** begin QUOTED PASSAGE **
XCP is based on the following design rationales:

  1. Congestion should have explicit notifications instead of using packet drops as a signal. Moreover, such explicit notifications should be rich (carrying the degree of congestion).
  2. Aggressiveness of the sources should be adjusted according to the delay in the feedback-loop; the system must slow down as feedback delay increases.
  3. Dynamics of aggregate traffic should be independent from the number of flows to ensure robustness to congestion.

The biggest contribution of XCP is the separation of the efficiency control mechanism from the fairness control mechanism, thus providing a flexible analytical framework as well as support for service differentiation (i.e., inherent QoS support). Every XCP router has a efficiency controller (EC) and a fairness controller (FC). Both these controllers estimate average RTT, and a single control decision is taken in each RTT step. This paper uses special congestion headers that are sent in each control loop from the congested link to the source updated by other congested links throughout the path resulting in a congestion signal carrying the highest amount of congestion. The EC sends aggregate feedback signal proportional to the spare bandwidth of the link with an aim to provide fast responses to maximize link utilization (using MIMD), but it leaves the fair allocation of the aggregated bandwidth to the FC. The FC apportions the feedback between individual packets to achieve min-max fairness using AIMD (as in TCP) and bandwidth shuffling mechanism. The authors ensure that XCP is robust to estimation errors and is parameter-insensitive. A proof of stability is also presented.
** end QUOTED PASSAGE **
■ TO DO ■
**A.** According to the XCP passage, which two controllers does every XCP router have?
**B.** Transcribe everything in the XCP passage from "XCP is based" down to "feedback delay increases.".
None of the data is used for anything asked here.
** begin DATASET **
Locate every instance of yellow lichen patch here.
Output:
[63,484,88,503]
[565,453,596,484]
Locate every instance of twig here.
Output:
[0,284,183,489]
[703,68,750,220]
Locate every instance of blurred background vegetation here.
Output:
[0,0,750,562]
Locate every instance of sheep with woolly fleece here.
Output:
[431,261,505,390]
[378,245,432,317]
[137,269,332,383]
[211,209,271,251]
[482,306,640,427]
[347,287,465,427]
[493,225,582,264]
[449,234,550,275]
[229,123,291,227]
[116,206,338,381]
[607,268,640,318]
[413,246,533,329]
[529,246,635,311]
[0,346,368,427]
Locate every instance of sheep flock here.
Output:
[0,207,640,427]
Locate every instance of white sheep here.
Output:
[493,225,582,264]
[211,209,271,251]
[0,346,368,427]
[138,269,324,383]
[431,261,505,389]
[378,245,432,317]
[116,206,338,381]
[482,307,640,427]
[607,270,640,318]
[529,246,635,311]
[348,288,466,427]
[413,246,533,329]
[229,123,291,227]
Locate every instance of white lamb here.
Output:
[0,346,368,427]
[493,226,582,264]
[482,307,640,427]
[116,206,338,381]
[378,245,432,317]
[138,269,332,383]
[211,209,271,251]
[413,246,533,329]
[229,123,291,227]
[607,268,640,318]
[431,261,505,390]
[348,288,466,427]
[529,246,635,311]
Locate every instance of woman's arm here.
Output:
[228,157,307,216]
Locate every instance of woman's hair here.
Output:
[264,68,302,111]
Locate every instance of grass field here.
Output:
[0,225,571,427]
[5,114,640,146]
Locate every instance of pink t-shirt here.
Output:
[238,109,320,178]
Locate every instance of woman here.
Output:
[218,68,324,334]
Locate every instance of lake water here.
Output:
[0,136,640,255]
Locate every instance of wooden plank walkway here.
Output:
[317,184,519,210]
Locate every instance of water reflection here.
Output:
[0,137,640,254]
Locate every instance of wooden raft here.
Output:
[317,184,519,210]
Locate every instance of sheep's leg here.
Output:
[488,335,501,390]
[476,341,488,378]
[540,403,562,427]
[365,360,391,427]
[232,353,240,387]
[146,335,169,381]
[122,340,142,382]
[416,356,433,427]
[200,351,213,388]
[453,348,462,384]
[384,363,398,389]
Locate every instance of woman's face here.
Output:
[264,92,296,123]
** end DATASET **
■ SOLUTIONS BELOW ■
**A.** An efficiency controller (EC) and a fairness controller (FC).

**B.**
XCP is based on the following design rationales:

  1. Congestion should have explicit notifications instead of using packet drops as a signal. Moreover, such explicit notifications should be rich (carrying the degree of congestion).
  2. Aggressiveness of the sources should be adjusted according to the delay in the feedback-loop; the system must slow down as feedback delay increases.